***** Records for the exercise *****

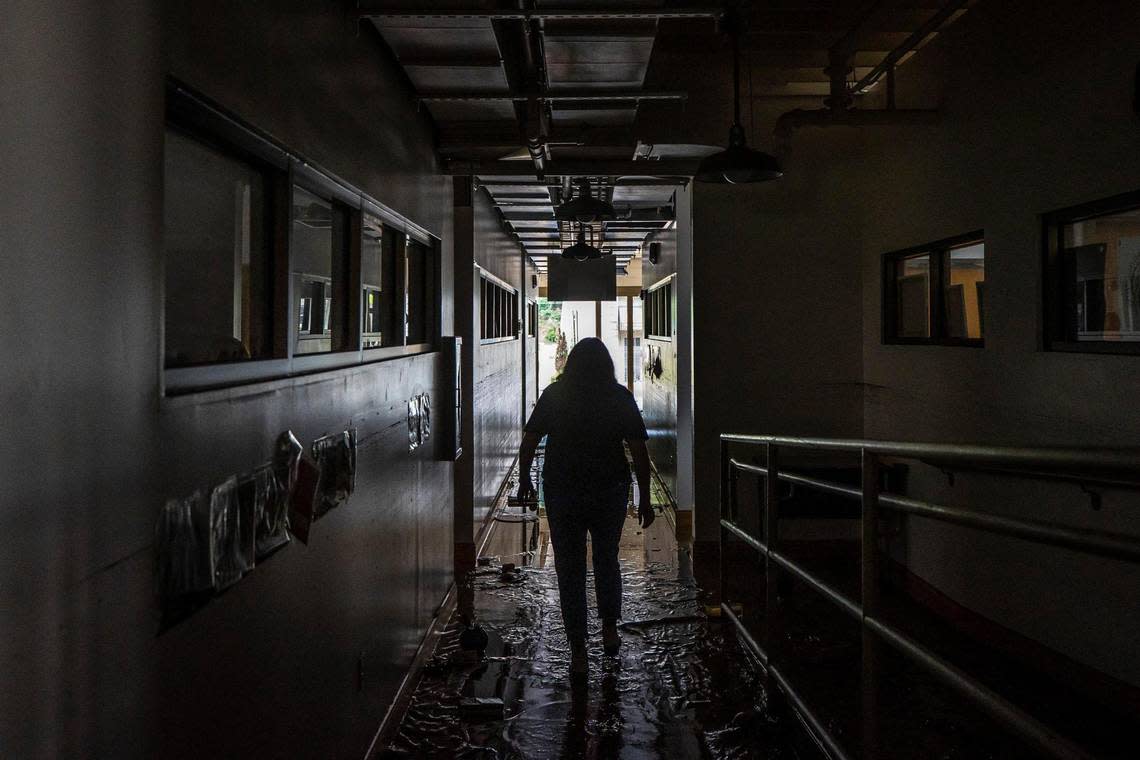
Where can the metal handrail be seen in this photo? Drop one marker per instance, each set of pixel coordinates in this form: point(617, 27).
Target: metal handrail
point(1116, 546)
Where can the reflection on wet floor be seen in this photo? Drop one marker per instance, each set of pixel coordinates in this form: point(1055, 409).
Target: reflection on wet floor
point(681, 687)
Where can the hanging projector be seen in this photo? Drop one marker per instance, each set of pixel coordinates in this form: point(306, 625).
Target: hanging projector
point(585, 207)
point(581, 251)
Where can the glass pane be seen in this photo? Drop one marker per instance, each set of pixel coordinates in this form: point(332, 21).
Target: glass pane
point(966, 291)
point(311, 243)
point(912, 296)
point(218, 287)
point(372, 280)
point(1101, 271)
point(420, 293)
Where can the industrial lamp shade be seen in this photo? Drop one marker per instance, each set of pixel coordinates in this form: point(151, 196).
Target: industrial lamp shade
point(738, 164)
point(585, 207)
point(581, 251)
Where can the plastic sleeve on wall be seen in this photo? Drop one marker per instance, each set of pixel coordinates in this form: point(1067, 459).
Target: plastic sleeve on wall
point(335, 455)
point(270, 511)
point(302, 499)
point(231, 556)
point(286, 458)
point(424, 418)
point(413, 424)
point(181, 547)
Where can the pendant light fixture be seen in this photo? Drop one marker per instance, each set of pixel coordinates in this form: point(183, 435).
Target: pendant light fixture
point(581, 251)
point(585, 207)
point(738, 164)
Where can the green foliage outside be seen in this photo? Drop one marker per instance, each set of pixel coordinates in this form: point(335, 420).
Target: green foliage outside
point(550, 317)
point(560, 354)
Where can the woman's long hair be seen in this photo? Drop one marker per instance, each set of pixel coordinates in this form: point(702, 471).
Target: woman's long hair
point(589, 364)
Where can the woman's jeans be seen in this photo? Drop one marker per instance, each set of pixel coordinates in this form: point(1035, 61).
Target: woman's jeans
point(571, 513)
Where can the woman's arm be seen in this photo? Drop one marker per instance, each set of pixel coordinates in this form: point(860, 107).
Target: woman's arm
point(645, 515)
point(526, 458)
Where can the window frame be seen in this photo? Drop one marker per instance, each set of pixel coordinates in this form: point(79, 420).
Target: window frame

*****

◆ **Aim of the task**: The answer must consist of every line from the entries above that contains "window".

◆ **Response box**:
Where can the window frame be seen in this photo? Drop one marker per instance, each set of pixel coordinates in this form: point(79, 420).
Target: window frame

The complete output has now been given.